[START OF Extracted entries]

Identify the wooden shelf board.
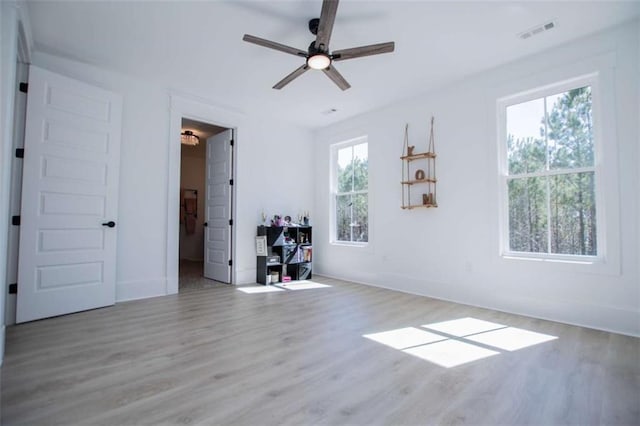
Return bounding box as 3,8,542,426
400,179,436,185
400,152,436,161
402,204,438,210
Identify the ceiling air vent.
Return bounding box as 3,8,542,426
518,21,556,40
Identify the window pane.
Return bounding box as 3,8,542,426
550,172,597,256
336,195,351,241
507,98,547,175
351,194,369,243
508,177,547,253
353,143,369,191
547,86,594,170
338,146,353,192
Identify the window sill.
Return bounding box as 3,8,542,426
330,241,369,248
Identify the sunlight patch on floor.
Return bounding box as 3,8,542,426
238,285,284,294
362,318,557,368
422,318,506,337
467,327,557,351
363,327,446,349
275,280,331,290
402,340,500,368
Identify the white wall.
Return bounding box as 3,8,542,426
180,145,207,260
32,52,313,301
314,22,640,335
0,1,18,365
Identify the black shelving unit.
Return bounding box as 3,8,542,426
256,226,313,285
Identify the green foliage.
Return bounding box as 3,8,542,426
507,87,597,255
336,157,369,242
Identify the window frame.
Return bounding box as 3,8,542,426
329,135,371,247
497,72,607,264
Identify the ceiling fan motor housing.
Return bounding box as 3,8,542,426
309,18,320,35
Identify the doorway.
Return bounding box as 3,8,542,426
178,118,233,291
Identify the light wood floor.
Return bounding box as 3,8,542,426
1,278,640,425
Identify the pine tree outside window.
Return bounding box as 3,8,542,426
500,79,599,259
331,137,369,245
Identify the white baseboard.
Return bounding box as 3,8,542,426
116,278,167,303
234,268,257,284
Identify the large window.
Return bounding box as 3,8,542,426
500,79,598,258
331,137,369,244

[END OF Extracted entries]

* _Request_:
Recast every line of the records above as a Markdown table with the columns "Row" and "Line," numbering the rows and skipping blank lines. Leave the pictures out.

* _The reply_:
| Row | Line |
|---|---|
| 1 | Identify the wooden shelf board. |
| 2 | Return bounding box as 3,8,542,426 |
| 3 | 400,179,436,185 |
| 4 | 400,152,436,161 |
| 5 | 402,204,438,210 |
| 6 | Identify the ceiling air vent. |
| 7 | Return bounding box as 3,8,542,426 |
| 8 | 518,21,556,40 |
| 9 | Identify the window pane. |
| 10 | Return bounding box as 3,8,542,426 |
| 11 | 550,172,597,256 |
| 12 | 336,195,351,241 |
| 13 | 507,98,547,175 |
| 14 | 351,194,369,243 |
| 15 | 508,177,547,253 |
| 16 | 353,143,369,191 |
| 17 | 547,86,594,170 |
| 18 | 338,146,353,192 |
| 19 | Identify the window sill. |
| 20 | Return bounding box as 3,8,542,426 |
| 21 | 330,241,369,248 |
| 22 | Identify the sunlight patch on floor. |
| 23 | Return bounding box as 3,8,542,426 |
| 24 | 238,285,284,294 |
| 25 | 362,318,557,368 |
| 26 | 422,318,506,337 |
| 27 | 467,327,557,351 |
| 28 | 363,327,446,349 |
| 29 | 275,280,331,290 |
| 30 | 402,340,500,368 |
| 31 | Identify the white wall. |
| 32 | Return bounding box as 3,8,542,426 |
| 33 | 180,145,207,260 |
| 34 | 32,52,313,301 |
| 35 | 314,22,640,335 |
| 36 | 0,1,18,365 |
| 37 | Identify the black shelving unit. |
| 38 | Return bounding box as 3,8,542,426 |
| 39 | 256,226,313,285 |
| 40 | Identify the green foliage. |
| 41 | Return bounding box as 3,8,542,426 |
| 42 | 507,87,597,255 |
| 43 | 336,157,369,242 |
| 44 | Identify the window frame. |
| 45 | Return bounding box as 3,8,542,426 |
| 46 | 329,135,371,247 |
| 47 | 497,72,607,264 |
| 48 | Identify the ceiling fan motor housing. |
| 49 | Return bounding box as 3,8,542,426 |
| 50 | 309,18,320,35 |
| 51 | Identify the doorway. |
| 52 | Return bounding box as 3,8,542,426 |
| 53 | 178,118,233,291 |
| 54 | Identify the light wood floor. |
| 55 | Return bounding box as 3,8,542,426 |
| 56 | 1,278,640,425 |
| 57 | Identify the pine tree outside window. |
| 58 | Return bounding box as 3,8,542,426 |
| 59 | 500,79,599,259 |
| 60 | 331,137,369,245 |
| 61 | Identify the white baseboard. |
| 62 | Return bounding box as 3,8,542,426 |
| 63 | 116,278,167,303 |
| 64 | 234,268,257,284 |
| 65 | Identify the large window. |
| 66 | Return bounding box as 3,8,542,426 |
| 67 | 500,79,598,258 |
| 68 | 331,137,369,244 |